Texto fornecido =>
☆ ☆ ☆

A primeira temporada inteira da série Apple TV + “Invasão” (“Invasion”, 2021- ) parece mais o primeiro capítulo de um épico de ficção científica. Mas não um épico hollywoodiano de invasões, mais preocupado em mostrar aliens, destruição em massa e terror. Acompanhamos os dez episódios concentrando-se em dramas humanos diferentes espalhados pelo mundo que acabam se conectando na medida em que os alienígenas pouco a pouco começam a dar as caras. Na verdade, toda a temporada é a configuração de algo maior que está por vir, tangenciando com o tema do filme de Dennis Villeneuve, “A Chegada” (2016): quando finalmente encontrarmos alienígenas, estaremos numa situação de total incomunicabilidade – sequer será aplicável a noção de "inteligência" a nossos visitantes. E, o pior como alertou o físico Stephen Hawking, estaríamos numa situação análoga a Colombo encontrando os índios no Novo Mundo... e que terminou nada bem.
Em 2010 o eminente físico Stephen Hawking alertou que deveríamos ter mais cuidado ao tentar contato com aliens. Principalmente porque, mesmo se não tivéssemos a intenção de procurar vida inteligente lá fora, nossas transmissões de rádio e TV continuam além da atmosfera: seguem Cosmo à fora na velocidade da luz.
Por isso, alguns anos depois, Hawking reforçou mais uma vez sua preocupação na minissérie Os Lugares Favoritos de Stephen Hawking (2016): “Um dia receberemos um sinal de um planeta, mas devemos ter cuidado ao respondê-lo. Encontrar uma civilização avançada pode ser como o encontro de Colombo e os índios... Nós sabemos que isso não acaba muito bem”.
Uma primeira pista dessa acepção estava no filme A Chegada (2016), de Denis Villeneuve, em que visita de extraterrestres nos leva a conclusão de que estamos incomunicáveis no Universo – presos à nossa concepção de inteligência e linguagem, simplesmente não conseguiríamos entender o “propósito” (se é que existiria) da visita de uma cultura mais avançada.
Só que A Chegada se concentrava unicamente no drama semiótico da incomunicabilidade humana, sem desenvolver aquele risco tão temido por Hawking – o de que um simples contato alien poderia involuntariamente nos destruir.

☆ ☆ ☆

Dados =>

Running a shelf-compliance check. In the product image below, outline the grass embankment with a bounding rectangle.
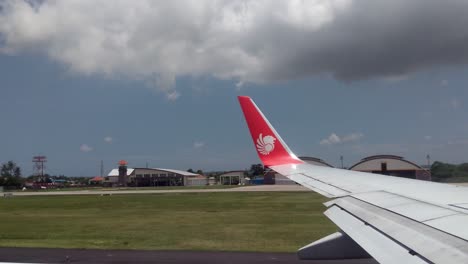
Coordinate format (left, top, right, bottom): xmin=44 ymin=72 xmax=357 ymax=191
xmin=15 ymin=185 xmax=241 ymax=192
xmin=0 ymin=192 xmax=336 ymax=252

☆ ☆ ☆

Faça isto => Transcreva sem alterações um trecho do texto sobre a série "Invasão". Comece nas palavras "Uma primeira pista" e pare logo após "involuntariamente nos destruir.".

Resposta à tarefa =>
Uma primeira pista dessa acepção estava no filme A Chegada (2016), de Denis Villeneuve, em que visita de extraterrestres nos leva a conclusão de que estamos incomunicáveis no Universo – presos à nossa concepção de inteligência e linguagem, simplesmente não conseguiríamos entender o “propósito” (se é que existiria) da visita de uma cultura mais avançada.
Só que A Chegada se concentrava unicamente no drama semiótico da incomunicabilidade humana, sem desenvolver aquele risco tão temido por Hawking – o de que um simples contato alien poderia involuntariamente nos destruir.